* BEGIN *

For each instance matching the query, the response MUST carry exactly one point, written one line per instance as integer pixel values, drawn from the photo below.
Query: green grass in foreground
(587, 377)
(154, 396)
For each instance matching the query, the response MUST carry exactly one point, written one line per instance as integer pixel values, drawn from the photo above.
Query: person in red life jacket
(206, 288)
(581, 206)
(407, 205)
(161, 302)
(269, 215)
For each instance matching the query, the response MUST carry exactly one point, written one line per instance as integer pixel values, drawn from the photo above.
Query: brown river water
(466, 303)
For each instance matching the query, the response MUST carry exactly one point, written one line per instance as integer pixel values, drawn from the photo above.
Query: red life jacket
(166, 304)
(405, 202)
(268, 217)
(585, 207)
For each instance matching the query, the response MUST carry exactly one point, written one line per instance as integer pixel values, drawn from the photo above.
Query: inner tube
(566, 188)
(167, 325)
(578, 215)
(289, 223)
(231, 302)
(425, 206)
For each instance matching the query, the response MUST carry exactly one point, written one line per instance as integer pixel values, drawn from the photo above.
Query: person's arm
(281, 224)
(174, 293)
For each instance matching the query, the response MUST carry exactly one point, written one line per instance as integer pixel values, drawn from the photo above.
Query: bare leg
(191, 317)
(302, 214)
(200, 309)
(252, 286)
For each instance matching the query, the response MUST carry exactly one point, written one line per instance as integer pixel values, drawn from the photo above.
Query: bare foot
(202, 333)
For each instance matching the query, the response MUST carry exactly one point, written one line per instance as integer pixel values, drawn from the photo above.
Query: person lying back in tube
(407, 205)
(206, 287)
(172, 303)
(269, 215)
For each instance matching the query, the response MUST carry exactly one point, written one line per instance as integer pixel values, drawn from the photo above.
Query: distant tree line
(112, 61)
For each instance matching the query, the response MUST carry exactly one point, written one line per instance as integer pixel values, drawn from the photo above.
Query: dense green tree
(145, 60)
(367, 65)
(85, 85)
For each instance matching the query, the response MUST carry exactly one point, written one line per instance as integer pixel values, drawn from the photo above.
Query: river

* END *

### What the exercise asks
Please restate the records in full, word for word.

### Full output
For each instance matching the query, the response MUST carry exactly one point, written one line per instance as integer pixel values, drawn from the photo below.
Query: green grass in foreground
(587, 377)
(154, 396)
For each instance matching the query, the response MUST carry exactly one point, written one line per instance as integer pixel values, drawn from the photo above.
Query: person in red life jacket
(206, 288)
(581, 206)
(407, 205)
(161, 302)
(269, 215)
For each instance matching the query, the response MUST carry exactly one point, written one line per instance as integer pixel values, drawn from the photo above.
Query: brown river water
(466, 303)
For each instance matching the query, the response MUST carry exactly one point, written one line per instance as integer pixel values, drawn from the photo above.
Query: red life jacket
(166, 304)
(405, 202)
(268, 217)
(585, 207)
For each instance matching the query, the response MUST carry exactly one point, written one line per instance as integer pixel values, drawn from the photo above.
Query: inner tube
(566, 188)
(167, 325)
(578, 215)
(289, 223)
(231, 302)
(425, 206)
For each instance matching the query, the response MUST carry exactly one point, written one line per instance as integer pixel values, drawn from the photo above.
Query: person's arm
(281, 224)
(174, 293)
For each instance matching the query, the response MUST carry exactly one point, written one line per instance as integer pixel values, drawn from the photo above.
Query: bare leg
(191, 317)
(302, 214)
(200, 309)
(252, 286)
For each instance matching the query, the response MUST carry exactly one point, written one line per instance as integer pixel values, drawn from the photo above.
Query: bare foot
(202, 333)
For each instance matching the query, the response MUST carry exactly one point, written one line per instance as integer pixel values, drawn from the photo above.
Query: person lying back in tube
(407, 205)
(206, 287)
(172, 303)
(269, 215)
For each instance matching the query, the response MUST carry exactly one point, written one line per instance as integer pixel values, drawn from the photo above.
Query: distant tree line
(112, 61)
For each instance matching the query, the response MUST carry exactly one point, written one line per instance as integer pixel values, drawn from the photo above.
Query: dense green tree
(145, 60)
(367, 65)
(85, 85)
For each instance matching the query, the response MUST carry exactly one point, written one line per instance as integer pixel values, drawn from the photo above.
Query: river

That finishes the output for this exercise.